* [CONSEGNA]: Riscali le righe che vanno dalla riga con "Return one point per instance of the man" fino all'ultima riga dei dati, entrambe incluse, e le riporti tutte, richieste comprese: moltiplichi per 0,35 ogni coordinata presente nelle risposte e la arrotondi all'intero, con le metà per eccesso. Restituisca soltanto queste righe.

* [DATI DA ELABORARE]:
• • •
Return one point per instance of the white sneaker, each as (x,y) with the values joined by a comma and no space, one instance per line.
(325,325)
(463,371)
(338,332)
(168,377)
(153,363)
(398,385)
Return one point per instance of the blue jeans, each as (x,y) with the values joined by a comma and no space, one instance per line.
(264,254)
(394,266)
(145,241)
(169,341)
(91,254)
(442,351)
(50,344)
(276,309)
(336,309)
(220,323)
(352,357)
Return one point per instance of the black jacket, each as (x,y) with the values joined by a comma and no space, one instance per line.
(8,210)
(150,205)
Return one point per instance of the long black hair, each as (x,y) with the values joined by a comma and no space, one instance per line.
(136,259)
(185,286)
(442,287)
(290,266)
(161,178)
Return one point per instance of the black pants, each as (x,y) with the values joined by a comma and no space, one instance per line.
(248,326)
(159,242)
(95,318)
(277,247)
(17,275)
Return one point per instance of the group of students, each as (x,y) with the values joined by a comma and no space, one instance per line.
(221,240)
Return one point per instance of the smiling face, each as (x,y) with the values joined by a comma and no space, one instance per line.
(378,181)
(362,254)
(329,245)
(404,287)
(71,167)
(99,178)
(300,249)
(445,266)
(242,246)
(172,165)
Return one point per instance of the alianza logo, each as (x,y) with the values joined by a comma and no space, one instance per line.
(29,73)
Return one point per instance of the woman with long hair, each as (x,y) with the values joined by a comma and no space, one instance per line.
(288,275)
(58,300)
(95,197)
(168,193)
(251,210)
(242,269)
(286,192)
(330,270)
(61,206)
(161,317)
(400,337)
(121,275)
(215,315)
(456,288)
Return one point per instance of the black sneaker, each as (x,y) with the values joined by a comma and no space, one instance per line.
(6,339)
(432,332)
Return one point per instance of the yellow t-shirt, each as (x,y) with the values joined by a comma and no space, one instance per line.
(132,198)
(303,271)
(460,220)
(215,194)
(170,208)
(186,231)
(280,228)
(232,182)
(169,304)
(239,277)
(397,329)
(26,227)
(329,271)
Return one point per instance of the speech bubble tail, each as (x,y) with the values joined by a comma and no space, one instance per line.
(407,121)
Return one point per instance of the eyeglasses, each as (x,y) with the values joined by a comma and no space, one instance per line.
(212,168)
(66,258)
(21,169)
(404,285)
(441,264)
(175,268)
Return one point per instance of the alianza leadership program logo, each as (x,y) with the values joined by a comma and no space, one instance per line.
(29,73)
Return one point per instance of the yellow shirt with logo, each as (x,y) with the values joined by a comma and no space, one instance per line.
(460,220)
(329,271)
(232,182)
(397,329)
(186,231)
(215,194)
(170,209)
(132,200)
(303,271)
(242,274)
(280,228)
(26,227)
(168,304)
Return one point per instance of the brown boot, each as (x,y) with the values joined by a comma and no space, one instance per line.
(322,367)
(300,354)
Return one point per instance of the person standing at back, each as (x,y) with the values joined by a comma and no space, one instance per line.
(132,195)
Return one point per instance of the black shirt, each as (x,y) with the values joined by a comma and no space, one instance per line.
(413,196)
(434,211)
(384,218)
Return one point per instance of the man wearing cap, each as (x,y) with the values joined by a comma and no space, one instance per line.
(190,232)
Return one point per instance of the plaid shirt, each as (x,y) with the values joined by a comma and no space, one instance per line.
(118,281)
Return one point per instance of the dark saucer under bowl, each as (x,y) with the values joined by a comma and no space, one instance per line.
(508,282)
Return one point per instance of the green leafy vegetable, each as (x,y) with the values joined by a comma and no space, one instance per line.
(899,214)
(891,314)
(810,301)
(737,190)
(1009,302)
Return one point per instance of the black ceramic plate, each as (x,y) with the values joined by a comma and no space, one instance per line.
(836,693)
• • •
* [RISPOSTA]:
Return one point per instance of the man wearing cap, each as (x,y) with the values joined by a comma and no space, one instance per line.
(67,81)
Return one point per instance of the plaid shirt, each as (x,y) with the values joined by a comma and no space, one instance per line.
(41,98)
Return one point per instance of the dark saucer under bowl, each as (x,y) with the values joined by a comma and no space, one instance per line.
(178,99)
Return one point per instance of the green leafy vegetable, each as (x,y) with the values joined by a comma and no space, one instance per line.
(315,75)
(312,110)
(284,105)
(258,67)
(353,106)
Return one point per instance of the black ceramic plate, each as (x,y) with the values joined by a comma and no space, one instance per line.
(293,243)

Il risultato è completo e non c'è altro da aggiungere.